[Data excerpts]
_____
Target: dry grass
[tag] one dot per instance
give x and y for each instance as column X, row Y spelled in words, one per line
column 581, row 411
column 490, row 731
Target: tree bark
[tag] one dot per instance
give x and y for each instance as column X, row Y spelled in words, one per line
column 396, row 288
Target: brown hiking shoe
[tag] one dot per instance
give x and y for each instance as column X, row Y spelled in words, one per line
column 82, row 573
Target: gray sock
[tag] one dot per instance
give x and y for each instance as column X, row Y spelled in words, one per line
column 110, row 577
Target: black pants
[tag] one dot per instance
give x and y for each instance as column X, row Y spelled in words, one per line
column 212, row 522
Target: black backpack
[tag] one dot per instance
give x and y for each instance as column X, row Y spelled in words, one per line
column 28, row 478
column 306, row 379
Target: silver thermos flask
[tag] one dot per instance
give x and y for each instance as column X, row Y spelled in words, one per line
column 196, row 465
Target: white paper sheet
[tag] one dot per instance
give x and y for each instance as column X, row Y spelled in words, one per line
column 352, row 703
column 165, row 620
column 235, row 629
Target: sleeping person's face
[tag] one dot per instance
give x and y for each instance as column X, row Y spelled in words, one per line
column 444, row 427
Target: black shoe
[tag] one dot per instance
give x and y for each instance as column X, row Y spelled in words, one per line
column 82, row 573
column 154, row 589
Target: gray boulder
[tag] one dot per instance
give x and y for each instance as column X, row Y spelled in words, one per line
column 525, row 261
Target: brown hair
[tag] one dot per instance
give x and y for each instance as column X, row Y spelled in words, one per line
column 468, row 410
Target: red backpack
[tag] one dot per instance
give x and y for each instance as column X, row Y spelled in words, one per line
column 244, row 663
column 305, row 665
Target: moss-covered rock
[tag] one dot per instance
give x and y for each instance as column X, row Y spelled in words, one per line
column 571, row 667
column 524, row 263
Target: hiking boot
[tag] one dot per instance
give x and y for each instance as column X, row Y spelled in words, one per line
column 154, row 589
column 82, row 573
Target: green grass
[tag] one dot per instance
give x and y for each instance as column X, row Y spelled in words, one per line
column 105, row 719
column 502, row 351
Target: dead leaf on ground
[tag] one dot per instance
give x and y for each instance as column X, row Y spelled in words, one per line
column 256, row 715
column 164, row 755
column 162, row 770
_____
BRIEF: From the first line to the last, write out the data exactly.

ANSWER BOX:
Target: dry grass
[tag] one dot per instance
give x and y for each instance as column X, row Y spelled in words, one per line
column 581, row 411
column 490, row 731
Target: tree bark
[tag] one dot per instance
give x and y for each instance as column X, row Y spelled in words, one per line
column 396, row 288
Target: brown hiking shoe
[tag] one dot per instance
give x and y for each instance as column X, row Y spelled in words, one per line
column 82, row 573
Target: gray sock
[tag] one dot per instance
give x and y for each instance as column X, row Y spelled in words, one per line
column 110, row 577
Target: black pants
[tag] one dot per instance
give x and y for each instance as column X, row Y spelled in words, one per line
column 212, row 522
Target: black backpack
[tag] one dot per instance
give x and y for each instance as column X, row Y spelled in words, one per line
column 28, row 478
column 306, row 379
Target: silver thermos flask
[tag] one dot per instance
give x and y for each instance as column X, row Y spelled in words, one per line
column 196, row 465
Target: white paper sheet
[tag] one dot per instance
give x and y for each instance as column X, row Y spelled in words, one per line
column 352, row 703
column 165, row 620
column 235, row 629
Target: sleeping person's face
[tag] one dot per instance
give x and y for each instance as column X, row Y spelled in words, one per line
column 444, row 427
Target: black shoe
[tag] one dot per instance
give x and y for each instance as column X, row Y spelled in words, one per line
column 82, row 573
column 154, row 589
Target: gray boulder
[tag] one dot per instance
give x and y for each instance as column X, row Y spelled in words, one per line
column 525, row 261
Target: brown hair
[tag] one dot per instance
give x and y for each instance as column X, row Y spelled in words, one per line
column 468, row 410
Target: red backpack
[tag] one dot per instance
give x and y for each instance as column X, row Y spelled in words, one per line
column 244, row 663
column 305, row 665
Target: moss-covered rock
[tag] one dot per instance
give x and y for each instance as column X, row Y spelled in words, one per line
column 571, row 667
column 524, row 263
Target: hiking boot
[tag] one dot per instance
give x and y for each instance as column X, row Y spelled in words, one per line
column 154, row 589
column 82, row 573
Target: green grass
[tag] one dot per instance
give x and y for each instance as column X, row Y spelled in words, one per line
column 105, row 719
column 502, row 351
Target: dead leaf on ground
[tag] one dot per instance
give x and y for each instance as column X, row Y spelled in words, one per line
column 256, row 715
column 164, row 755
column 162, row 770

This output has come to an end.